| Task to carry out |
The entries shown below are to be printed in full, unaltered.

Items listed in a dataset
--

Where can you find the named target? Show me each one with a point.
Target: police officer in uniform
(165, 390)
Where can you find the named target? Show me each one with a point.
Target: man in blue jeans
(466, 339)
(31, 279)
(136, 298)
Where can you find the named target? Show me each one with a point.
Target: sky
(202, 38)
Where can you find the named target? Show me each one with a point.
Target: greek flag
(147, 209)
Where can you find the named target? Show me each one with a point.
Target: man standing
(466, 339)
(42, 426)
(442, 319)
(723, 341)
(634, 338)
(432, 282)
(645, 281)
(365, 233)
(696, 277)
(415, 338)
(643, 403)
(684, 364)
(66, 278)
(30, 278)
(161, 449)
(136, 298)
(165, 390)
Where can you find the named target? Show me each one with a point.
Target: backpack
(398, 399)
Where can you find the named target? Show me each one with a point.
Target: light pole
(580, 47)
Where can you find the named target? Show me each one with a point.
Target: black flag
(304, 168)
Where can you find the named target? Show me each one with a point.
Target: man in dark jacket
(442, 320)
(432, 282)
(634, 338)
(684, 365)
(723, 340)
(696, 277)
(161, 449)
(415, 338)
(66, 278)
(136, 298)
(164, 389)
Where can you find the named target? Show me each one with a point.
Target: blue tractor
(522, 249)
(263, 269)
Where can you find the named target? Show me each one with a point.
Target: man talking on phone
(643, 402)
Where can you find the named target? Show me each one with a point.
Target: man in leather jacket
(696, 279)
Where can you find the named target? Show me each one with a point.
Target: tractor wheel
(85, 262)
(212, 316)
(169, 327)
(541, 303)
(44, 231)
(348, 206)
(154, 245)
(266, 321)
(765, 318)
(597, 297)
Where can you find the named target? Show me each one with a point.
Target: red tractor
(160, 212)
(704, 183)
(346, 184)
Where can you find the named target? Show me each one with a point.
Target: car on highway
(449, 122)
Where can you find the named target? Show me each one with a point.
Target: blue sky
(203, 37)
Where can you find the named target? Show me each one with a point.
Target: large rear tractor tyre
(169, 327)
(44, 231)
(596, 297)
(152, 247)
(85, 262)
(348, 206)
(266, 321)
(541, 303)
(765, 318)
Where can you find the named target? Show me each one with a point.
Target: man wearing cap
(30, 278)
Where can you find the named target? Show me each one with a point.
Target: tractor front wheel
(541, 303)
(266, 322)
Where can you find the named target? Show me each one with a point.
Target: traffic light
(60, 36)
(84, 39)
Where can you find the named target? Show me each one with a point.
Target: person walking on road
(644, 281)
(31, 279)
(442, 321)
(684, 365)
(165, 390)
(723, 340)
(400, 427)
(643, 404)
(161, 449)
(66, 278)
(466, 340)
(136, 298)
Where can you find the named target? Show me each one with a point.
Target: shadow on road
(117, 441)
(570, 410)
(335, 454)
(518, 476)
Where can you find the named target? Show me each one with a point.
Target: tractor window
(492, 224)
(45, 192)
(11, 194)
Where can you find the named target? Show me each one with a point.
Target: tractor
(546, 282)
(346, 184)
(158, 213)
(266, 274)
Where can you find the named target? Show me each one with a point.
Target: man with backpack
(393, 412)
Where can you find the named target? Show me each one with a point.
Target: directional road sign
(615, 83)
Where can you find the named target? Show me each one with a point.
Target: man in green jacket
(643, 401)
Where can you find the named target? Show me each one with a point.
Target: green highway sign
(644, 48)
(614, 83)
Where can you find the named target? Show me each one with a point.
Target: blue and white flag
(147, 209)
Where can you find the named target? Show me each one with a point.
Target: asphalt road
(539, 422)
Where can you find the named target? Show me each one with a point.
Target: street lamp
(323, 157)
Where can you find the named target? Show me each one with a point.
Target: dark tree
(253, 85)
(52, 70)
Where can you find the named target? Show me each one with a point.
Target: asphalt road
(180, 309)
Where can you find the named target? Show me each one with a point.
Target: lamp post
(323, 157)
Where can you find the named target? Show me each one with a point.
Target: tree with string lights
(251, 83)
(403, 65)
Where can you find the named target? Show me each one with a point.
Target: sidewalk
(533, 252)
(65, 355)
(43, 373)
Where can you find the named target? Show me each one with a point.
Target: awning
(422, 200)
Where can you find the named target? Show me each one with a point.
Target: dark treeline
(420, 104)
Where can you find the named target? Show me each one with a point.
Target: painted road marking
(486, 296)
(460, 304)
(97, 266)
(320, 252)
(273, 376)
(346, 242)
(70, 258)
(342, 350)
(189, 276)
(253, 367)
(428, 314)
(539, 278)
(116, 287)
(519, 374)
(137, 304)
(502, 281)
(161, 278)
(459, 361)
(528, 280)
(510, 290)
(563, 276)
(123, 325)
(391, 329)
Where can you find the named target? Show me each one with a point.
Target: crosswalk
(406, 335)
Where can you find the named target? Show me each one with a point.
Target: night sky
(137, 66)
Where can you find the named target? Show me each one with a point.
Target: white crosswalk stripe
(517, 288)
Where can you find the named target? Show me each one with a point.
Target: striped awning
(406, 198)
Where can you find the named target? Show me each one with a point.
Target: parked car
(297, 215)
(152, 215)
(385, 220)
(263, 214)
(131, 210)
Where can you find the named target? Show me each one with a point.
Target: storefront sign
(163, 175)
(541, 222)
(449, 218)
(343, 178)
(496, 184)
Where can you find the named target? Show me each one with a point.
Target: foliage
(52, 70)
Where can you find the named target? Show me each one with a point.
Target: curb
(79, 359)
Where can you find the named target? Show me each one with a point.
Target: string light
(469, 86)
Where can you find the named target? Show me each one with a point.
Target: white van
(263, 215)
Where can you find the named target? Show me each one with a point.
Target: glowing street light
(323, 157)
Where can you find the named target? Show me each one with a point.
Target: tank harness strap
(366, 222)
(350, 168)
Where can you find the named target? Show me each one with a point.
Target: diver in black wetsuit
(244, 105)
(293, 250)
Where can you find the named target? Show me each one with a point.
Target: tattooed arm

--

| Task output |
Where can you find the named target? Show me each one with a point.
Target: police officer in uniform
(165, 390)
Where can you find the named target? Show me each one with a point.
Target: man in blue jeans
(466, 339)
(31, 279)
(136, 298)
Where can you find the named target? Show me each one with a point.
Target: sky
(202, 38)
Where can you find the named target? Show me each one with a point.
Target: greek flag
(147, 209)
Where can you find the named target? Show me each one with a point.
Target: man standing
(466, 339)
(42, 426)
(442, 319)
(723, 341)
(634, 338)
(432, 282)
(645, 281)
(365, 233)
(696, 277)
(415, 338)
(643, 403)
(684, 364)
(66, 278)
(30, 278)
(161, 449)
(136, 298)
(165, 390)
Where can you find the named target? Show me each one with a point.
Target: backpack
(398, 399)
Where can you find the named target? Show me each one with a point.
Target: light pole
(580, 47)
Where can you find the named target? Show me each one with a point.
Target: black flag
(304, 168)
Where can you find the named target? Show me each one with a point.
Target: man in dark jacket
(442, 320)
(432, 282)
(634, 338)
(684, 365)
(723, 340)
(696, 277)
(161, 449)
(415, 338)
(66, 278)
(136, 298)
(164, 389)
Where can you find the named target? Show me each one with a point.
Target: blue tractor
(522, 249)
(263, 269)
Where can you find the named target? Show me each one with a point.
Target: man talking on phone
(643, 402)
Where can you find the named target? Show me each one with a point.
Target: man in leather jacket
(696, 279)
Where can you find the named target? Show me each one with a point.
Target: tractor wheel
(85, 262)
(212, 316)
(169, 327)
(541, 303)
(44, 231)
(348, 206)
(154, 245)
(266, 321)
(765, 318)
(597, 297)
Where can you find the named target? Show me each one with a point.
Target: red tractor
(160, 212)
(704, 183)
(346, 184)
Where can you find the named target? Show me each one with a point.
Target: car on highway
(449, 122)
Where can you find the named target? Show me each one with a point.
Target: blue sky
(203, 37)
Where can you find the named target? Show me each one with a point.
Target: large rear tractor tyre
(169, 327)
(44, 231)
(596, 297)
(152, 247)
(85, 262)
(348, 206)
(266, 321)
(541, 303)
(765, 318)
Where can you find the named target? Show me each one with a point.
Target: man wearing cap
(30, 278)
Where can you find the named target? Show me each one with a point.
Target: tractor front wheel
(541, 303)
(266, 322)
Where can you find the named target? Show me each one with a point.
Target: traffic light
(60, 36)
(84, 39)
Where can you find the named target? Show me each one with a point.
Target: person walking on road
(644, 281)
(31, 279)
(442, 321)
(684, 365)
(165, 390)
(723, 340)
(400, 427)
(643, 404)
(161, 449)
(66, 278)
(466, 340)
(136, 298)
Where can you find the named target? Show me each one with a point.
Target: shadow on road
(117, 441)
(570, 410)
(335, 454)
(518, 476)
Where can you find the named target? Show me each one with a point.
Target: tractor window
(492, 224)
(45, 192)
(11, 194)
Where can you find the named target? Show me each one with a point.
Target: tractor
(546, 282)
(346, 184)
(158, 213)
(266, 274)
Where can you find the named target? Show me each one with a point.
Target: man with backpack
(393, 412)
Where can you find the named target? Show me each one with a point.
Target: directional road sign
(615, 83)
Where can you find the named target? Show me each one with a point.
Target: man in green jacket
(643, 401)
Where can you find the named target? Show me each one with a point.
Target: green highway sign
(644, 48)
(614, 83)
Where can you find the named target? Show me each one with a point.
Target: blue and white flag
(147, 209)
Where can you find the named target? Show me each one with a point.
Target: asphalt road
(539, 422)
Where can you find the named target? Show me each one with a point.
Target: street lamp
(323, 157)
Where can you find the named target? Show me each one with a point.
Target: dark tree
(253, 85)
(52, 70)
Where can you find the named target? Show me each one with a point.
Target: asphalt road
(180, 309)
Where can you find the named target? Show me each one with a point.
Target: lamp post
(323, 157)
Where can you find the named target? Show me each one with a point.
Target: tree with string lights
(251, 83)
(403, 65)
Where can you find the named target? Show me each one with a point.
Target: sidewalk
(533, 252)
(65, 355)
(43, 373)
Where can you find the named target? Show me each one with a point.
Target: awning
(422, 200)
Where can you find the named target? Show me each one with a point.
Target: dark treeline
(420, 104)
Where can you find the named target? Show me each one with a point.
Target: painted road marking
(486, 296)
(460, 304)
(97, 266)
(320, 252)
(273, 376)
(346, 242)
(70, 258)
(342, 350)
(189, 276)
(253, 367)
(428, 314)
(539, 278)
(116, 287)
(519, 374)
(137, 304)
(502, 281)
(161, 278)
(459, 361)
(528, 280)
(510, 290)
(563, 276)
(123, 325)
(391, 329)
Where can you find the named target? Show me each one with a point.
Target: crosswalk
(406, 335)
Where can you find the named target? Show me each one with a point.
Target: night sky
(137, 66)
Where can you find the named target? Show me each one with a point.
Target: white crosswalk stripe
(517, 288)
Where can you find the named target? Show me each one with a point.
Target: striped awning
(406, 198)
Where can you find the named target? Show me each one with a point.
Target: parked car
(297, 215)
(152, 215)
(385, 220)
(263, 214)
(131, 210)
Where can you find the named target? Show me each one with a point.
Target: storefront sign
(163, 175)
(541, 222)
(449, 218)
(343, 178)
(496, 184)
Where can you find the named target? Show me each one with a point.
Target: foliage
(52, 70)
Where can you find the named target? Show me each one with a point.
Target: curb
(79, 359)
Where can you find the named target? Show me each one with a point.
Target: string light
(469, 86)
Where can you find the named target? Show me each one with a point.
Target: white van
(263, 215)
Where can you find the named target? Show me each one with a point.
Target: glowing street light
(323, 157)
Where can you find the named target? Show me each one with a point.
Target: tank harness strap
(366, 222)
(350, 168)
Where can you find the named target? Show me each one with a point.
Target: diver in black wetsuit
(244, 105)
(293, 250)
Where can you find the named target? Show me each one with a point.
Target: tattooed arm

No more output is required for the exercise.